Set down the entries once more, exactly as given.

[THE DATA — start]

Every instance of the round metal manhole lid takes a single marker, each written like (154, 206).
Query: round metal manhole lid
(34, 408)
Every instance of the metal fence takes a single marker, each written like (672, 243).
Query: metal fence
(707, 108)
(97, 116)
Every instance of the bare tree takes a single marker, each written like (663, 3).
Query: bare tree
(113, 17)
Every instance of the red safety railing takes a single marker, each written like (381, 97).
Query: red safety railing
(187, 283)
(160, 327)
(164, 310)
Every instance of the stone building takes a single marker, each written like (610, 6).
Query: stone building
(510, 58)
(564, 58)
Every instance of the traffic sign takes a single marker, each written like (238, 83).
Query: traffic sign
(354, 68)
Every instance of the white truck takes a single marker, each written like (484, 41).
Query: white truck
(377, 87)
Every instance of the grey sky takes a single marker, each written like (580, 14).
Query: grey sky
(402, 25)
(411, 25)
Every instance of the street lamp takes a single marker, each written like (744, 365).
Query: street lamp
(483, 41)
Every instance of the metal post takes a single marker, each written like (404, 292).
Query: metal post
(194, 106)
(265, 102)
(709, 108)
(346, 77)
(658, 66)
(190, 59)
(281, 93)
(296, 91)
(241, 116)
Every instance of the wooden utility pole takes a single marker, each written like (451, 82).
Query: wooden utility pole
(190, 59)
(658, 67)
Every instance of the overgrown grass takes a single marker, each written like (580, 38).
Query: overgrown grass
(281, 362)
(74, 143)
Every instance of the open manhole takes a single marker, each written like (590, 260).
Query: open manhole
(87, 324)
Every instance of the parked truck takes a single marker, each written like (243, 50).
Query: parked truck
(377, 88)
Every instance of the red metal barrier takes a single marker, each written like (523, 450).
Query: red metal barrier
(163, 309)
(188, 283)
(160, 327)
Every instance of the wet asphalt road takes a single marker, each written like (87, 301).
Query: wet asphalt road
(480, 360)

[THE DATA — finish]

» **EXERCISE RESPONSE**
Every instance of the round metal manhole lid takes a single marker, each written like (154, 206).
Query: round metal manhole lid
(34, 408)
Every instance of the metal fence takes a single marker, each written like (672, 243).
Query: metal fence
(707, 108)
(97, 116)
Every instance of the bare tree takes a single marker, each written like (663, 3).
Query: bare tree
(113, 17)
Every instance of the red safety railing takes a single marker, each written like (381, 97).
Query: red safety railing
(187, 283)
(160, 327)
(164, 310)
Every instance of the stone building takes a single marker, each written like (610, 6).
Query: stone building
(510, 58)
(564, 58)
Every instance of the traffic sign takes a single marker, each written like (238, 83).
Query: traffic sign
(354, 68)
Every instance of the white truck takes a single marker, each written like (484, 41).
Query: white truck
(377, 87)
Every instance of the grey sky takes a single marker, each written like (580, 14).
Query: grey sky
(402, 25)
(411, 25)
Every instance of the street lamp takes a single marker, each written like (744, 365).
Query: street lamp
(483, 41)
Every instance of the metal post takes a single marker, each written like (404, 292).
Query: metal post
(194, 106)
(265, 102)
(709, 108)
(346, 77)
(658, 66)
(190, 59)
(281, 93)
(296, 91)
(241, 116)
Every instance of the wooden utility pole takes a single marker, each written like (451, 82).
Query: wooden utility pole
(190, 59)
(658, 67)
Every instance of the overgrown grass takes a single marker, each written like (580, 38).
Query: overgrown grass
(281, 362)
(74, 143)
Every instance of the open manhole takes a single marker, each written like (590, 260).
Query: open manhole
(87, 324)
Every instance of the parked truck takes a single marker, each written like (243, 50).
Query: parked truck
(377, 88)
Every instance of the red metal barrier takes a single marker, each written like (523, 450).
Query: red metal barrier
(163, 309)
(188, 283)
(160, 327)
Every instance of the wet asphalt road takes a single marker, each written like (87, 301).
Query: wet asphalt road
(480, 360)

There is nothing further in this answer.